__Exercise instructions__
Select each line in the rows below that contains the string "blurred". Case counts.

(A block of data)
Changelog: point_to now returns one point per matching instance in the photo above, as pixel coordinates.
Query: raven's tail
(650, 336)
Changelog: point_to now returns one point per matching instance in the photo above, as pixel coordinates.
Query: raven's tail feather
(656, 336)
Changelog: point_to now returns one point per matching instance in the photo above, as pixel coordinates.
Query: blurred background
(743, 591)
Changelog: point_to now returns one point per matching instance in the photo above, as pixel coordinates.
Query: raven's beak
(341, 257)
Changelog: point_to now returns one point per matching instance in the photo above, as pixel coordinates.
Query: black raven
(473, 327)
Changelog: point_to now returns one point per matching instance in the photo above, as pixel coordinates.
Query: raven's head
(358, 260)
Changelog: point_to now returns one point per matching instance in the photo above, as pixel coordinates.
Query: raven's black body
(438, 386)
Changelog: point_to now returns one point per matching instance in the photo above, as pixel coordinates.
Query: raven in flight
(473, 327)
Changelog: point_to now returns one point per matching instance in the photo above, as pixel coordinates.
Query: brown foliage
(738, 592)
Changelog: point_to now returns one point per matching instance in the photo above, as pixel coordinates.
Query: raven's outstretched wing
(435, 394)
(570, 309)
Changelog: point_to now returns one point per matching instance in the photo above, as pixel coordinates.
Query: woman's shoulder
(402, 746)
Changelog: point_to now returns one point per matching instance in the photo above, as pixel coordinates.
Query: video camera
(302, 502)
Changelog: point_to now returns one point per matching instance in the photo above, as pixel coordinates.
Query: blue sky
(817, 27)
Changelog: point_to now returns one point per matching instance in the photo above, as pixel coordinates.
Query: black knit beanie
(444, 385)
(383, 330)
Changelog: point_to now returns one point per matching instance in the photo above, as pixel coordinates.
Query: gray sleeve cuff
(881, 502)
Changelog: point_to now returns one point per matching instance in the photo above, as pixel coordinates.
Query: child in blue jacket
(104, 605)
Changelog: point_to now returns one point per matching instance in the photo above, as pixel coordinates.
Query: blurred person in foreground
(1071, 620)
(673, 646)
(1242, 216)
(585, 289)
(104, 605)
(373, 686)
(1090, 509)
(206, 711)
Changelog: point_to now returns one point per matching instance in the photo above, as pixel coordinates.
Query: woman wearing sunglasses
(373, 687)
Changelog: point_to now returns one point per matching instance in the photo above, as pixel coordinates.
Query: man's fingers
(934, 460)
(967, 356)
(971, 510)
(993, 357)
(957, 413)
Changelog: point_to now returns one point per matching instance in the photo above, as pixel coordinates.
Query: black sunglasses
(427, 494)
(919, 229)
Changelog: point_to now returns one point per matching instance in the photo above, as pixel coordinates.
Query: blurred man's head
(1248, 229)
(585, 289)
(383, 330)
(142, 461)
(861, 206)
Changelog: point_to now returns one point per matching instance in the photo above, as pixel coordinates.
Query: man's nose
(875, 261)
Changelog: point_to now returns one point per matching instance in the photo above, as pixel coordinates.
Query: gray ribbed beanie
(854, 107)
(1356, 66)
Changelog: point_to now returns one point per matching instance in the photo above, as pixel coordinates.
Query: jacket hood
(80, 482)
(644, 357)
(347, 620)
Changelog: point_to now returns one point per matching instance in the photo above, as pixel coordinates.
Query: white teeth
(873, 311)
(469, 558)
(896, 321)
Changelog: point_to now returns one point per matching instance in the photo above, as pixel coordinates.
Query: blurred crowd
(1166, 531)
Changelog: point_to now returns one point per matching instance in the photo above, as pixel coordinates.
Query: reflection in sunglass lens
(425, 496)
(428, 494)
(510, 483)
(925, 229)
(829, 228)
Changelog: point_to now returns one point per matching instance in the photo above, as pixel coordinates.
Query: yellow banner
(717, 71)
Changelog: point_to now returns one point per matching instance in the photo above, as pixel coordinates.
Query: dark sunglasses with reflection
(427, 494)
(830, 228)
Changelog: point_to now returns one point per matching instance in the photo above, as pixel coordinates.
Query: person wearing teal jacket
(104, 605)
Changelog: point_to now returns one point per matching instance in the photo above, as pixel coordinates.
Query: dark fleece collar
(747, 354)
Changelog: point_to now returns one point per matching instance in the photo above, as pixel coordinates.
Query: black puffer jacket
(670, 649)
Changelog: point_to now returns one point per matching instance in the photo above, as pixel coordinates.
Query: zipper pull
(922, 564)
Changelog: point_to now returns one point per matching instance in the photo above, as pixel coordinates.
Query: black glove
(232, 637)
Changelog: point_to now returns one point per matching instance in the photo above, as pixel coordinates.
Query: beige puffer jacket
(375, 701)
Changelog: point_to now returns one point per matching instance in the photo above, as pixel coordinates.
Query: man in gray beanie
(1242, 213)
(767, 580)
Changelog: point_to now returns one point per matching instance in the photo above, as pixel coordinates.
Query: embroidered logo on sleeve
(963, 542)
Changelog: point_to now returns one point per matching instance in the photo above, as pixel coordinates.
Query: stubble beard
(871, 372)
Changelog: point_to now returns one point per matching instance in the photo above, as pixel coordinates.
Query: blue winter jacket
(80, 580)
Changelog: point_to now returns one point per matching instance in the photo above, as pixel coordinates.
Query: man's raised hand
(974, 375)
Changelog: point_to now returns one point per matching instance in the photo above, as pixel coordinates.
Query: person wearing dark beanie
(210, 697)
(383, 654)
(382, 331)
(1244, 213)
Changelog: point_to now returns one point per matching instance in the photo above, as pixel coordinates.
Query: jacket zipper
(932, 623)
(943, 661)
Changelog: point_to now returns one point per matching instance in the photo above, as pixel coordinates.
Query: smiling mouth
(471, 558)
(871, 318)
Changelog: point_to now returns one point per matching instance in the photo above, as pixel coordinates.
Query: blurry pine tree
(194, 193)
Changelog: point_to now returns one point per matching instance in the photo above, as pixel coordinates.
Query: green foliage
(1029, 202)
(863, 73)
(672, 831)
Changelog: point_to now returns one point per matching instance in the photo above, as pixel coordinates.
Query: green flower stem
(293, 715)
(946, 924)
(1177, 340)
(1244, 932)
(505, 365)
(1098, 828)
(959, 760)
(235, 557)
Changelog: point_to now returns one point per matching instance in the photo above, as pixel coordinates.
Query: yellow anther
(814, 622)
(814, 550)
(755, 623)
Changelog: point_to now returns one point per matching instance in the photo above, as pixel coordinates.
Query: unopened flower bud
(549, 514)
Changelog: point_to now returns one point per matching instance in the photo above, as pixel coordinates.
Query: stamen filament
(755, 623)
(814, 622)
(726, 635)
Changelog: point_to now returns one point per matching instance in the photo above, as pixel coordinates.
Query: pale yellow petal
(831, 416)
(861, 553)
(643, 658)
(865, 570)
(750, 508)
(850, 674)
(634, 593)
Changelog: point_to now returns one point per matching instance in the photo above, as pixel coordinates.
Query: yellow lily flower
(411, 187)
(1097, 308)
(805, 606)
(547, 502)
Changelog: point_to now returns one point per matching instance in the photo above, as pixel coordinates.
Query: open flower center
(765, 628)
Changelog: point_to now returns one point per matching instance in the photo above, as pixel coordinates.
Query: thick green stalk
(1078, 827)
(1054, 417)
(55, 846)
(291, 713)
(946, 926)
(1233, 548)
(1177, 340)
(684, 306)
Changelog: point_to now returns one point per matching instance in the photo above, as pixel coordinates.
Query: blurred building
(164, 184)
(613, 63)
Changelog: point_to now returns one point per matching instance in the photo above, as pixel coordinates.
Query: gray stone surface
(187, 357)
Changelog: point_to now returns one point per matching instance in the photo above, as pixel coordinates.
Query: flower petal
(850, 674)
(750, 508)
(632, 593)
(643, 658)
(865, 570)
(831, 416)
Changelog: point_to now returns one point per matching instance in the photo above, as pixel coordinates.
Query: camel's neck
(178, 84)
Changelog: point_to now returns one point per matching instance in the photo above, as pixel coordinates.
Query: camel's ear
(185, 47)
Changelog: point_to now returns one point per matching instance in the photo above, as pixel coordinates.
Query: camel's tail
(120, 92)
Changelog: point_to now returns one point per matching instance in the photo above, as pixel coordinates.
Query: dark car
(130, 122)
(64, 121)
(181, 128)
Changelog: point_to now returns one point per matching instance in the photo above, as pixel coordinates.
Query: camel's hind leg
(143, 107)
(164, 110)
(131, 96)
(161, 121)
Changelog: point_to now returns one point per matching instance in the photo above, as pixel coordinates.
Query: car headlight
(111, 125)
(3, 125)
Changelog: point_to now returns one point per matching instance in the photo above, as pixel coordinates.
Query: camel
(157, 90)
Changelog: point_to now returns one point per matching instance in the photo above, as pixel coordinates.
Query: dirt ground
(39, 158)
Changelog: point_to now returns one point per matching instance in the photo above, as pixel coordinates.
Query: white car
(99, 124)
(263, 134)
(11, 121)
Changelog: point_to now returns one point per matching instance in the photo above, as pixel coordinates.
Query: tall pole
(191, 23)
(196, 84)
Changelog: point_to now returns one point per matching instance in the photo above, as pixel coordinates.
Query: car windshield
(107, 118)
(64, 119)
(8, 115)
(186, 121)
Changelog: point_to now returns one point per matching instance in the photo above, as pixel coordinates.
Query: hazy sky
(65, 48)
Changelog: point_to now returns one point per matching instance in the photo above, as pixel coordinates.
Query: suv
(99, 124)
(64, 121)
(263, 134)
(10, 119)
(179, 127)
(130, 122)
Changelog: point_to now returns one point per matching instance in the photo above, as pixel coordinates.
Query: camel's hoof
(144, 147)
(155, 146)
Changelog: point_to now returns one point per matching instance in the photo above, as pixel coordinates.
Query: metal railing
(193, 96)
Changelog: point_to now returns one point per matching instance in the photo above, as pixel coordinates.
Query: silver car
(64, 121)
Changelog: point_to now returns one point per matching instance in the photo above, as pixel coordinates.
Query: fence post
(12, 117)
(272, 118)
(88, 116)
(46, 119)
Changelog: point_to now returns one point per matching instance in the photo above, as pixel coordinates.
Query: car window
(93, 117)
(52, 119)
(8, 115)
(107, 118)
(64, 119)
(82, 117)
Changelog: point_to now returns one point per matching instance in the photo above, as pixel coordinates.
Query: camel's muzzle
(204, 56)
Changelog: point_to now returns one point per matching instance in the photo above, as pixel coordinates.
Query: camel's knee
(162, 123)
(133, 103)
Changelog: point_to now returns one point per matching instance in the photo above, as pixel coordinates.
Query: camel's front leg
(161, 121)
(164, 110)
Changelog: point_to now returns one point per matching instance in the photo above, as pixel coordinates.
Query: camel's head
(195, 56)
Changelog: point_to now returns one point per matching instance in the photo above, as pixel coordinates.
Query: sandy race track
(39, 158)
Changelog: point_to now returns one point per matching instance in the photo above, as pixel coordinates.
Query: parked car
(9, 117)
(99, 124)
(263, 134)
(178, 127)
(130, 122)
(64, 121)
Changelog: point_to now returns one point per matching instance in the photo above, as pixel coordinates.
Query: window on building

__Output of the exercise__
Query: blurred background
Query: blurred person in foreground
Query: blurred man's head
Query: blurred crowd
Query: blurred building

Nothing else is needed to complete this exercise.